Но если проигрыш Рею с минимальным счетом Доннер, расточая комплименты сопернику и косвенно себе самому, еще мог перенести, новый успех того — дележ в Канаде первого места с самим чемпионом мира... нет, это было уже чересчур.
В следующем чемпионате страны Доннер не участвовал, в то время как молодежь продолжила победное шествие. Наряду с Реем и Тимманом, игравшим всё сильнее и сильнее, появились новые имена. В списке, составленном отборочной комиссией, имя Доннера значилось на шестом месте. Внезапно он в сорок пять лет, находясь по всем параметрам человеческой жизни еще в расцвете сил, оказался отодвинутым на вторые роли.
Через полтора года Тимман выиграл турнир в Гастингсе, в очередном чемпионате Голландии победил я. В конце концов гроссмейстером, пусть не таким сильным, стал и Рей, сам Доннер играл всё реже и хуже, и обнаружилось, что соперничество за шахматной доской отошло для обоих на второй план. Шахматные сражения и былые размолвки растворились в дымке времени, оставшись в памяти как состояние борьбы и вдохновения, владевшее когда-то обоими. Разница в годах постепенно сгладилась, и они вместе уже обсуждали молодых, таких других и непохожих.
Явление это не ною. Не секрет, что самые сильные шахматисты далеко не всегда являются друзьями в жизни. Можно вспомнить Ботвинника и Смыслова, их борьбу за мировое первенство в 50-х годах, напряженные отношения в то время — и дружеские беседы, регулярные звонки и поздравления с праздниками и днями рождения, совместное пребывание в качестве почетных гостей на турнирах десятилетия спустя.
Конфронтация между Карповым и Каспаровом в 80-х годах выходила порой далеко за пределы шахматной доски. Отношения двух выдающихся чемпионов были тогда на редкость острыми и непримиримыми, и кто бы мог подумать, что двадцать лет спустя Анатолий Карпов на закрытии чемпионата России с улыбкой и теплыми словами будет вручать приз своему бывшему недругу и сопернику, а тот с благодарностью принимать его. Ушли в прошлое распри и обиды, но навсегда остались полторы сотни партий их незабываемых матчей, ставших одним из самых волнующих событий в истории шахмат 20-го века.
Читая юмореску Доннера, порой думаешь, что автор ничего не принимает всерьез и потешается не над собой, а над своим двойником — зубоскалом и клоуном. Но, иронизируя и улыбаясь, он пишет на самом деле о том, что знакомо любому шахматному профессионалу: понимание того, что успех коллеги лишает тебя приза, приглашения на очередной турнир, выбивает из состава сборной, отодвигает в тень.
Ревнивым взором оглядывает шахматист чужие достижения, ощущая неприятный холодок, когда слышит о победе конкурента. Это чувство досады, вызванное успехом другого, вообще присуще человеку и старо как мир, недаром пословица говорит о том, что зависть прежде нас родилась.
«Всякий раз, когда моему другу везет, — признавался один известный писатель, — во мне что-то умирает». Старинная немецкая пословица гласит, что самая чистая радость — это радость, которую нам приносит неприятность других. Тот же мотив можно найти и в современной шутке: своих неприятностей хоть отбавляй, а тут еще сосед машину выиграл.

> _Задания_:
[1] На каком месте стояло имя Доннера в списке, составленном отборочной комиссией, согласно фрагменту?
[2] Перечислите всех шахматистов, которые названы во фрагменте по фамилии.
[3] Воспроизведите из фрагмента текст от слов «Ревнивым взором оглядывает» до слов «сосед машину выиграл.» включительно.
Приведённые далее данные взяты из другого источника.

> _Сохранённые данные_:
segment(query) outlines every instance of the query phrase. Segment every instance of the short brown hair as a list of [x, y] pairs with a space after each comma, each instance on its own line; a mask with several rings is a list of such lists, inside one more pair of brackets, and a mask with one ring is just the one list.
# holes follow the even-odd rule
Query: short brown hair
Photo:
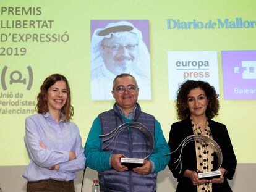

> _Выполненное задание_:
[1] На шестом месте.

[2] Доннер, Рей, Тимман, Ботвинник, Смыслов, Карпов, Каспаров.

[3]
Ревнивым взором оглядывает шахматист чужие достижения, ощущая неприятный холодок, когда слышит о победе конкурента. Это чувство досады, вызванное успехом другого, вообще присуще человеку и старо как мир, недаром пословица говорит о том, что зависть прежде нас родилась.
«Всякий раз, когда моему другу везет, — признавался один известный писатель, — во мне что-то умирает». Старинная немецкая пословица гласит, что самая чистая радость — это радость, которую нам приносит неприятность других. Тот же мотив можно найти и в современной шутке: своих неприятностей хоть отбавляй, а тут еще сосед машину выиграл.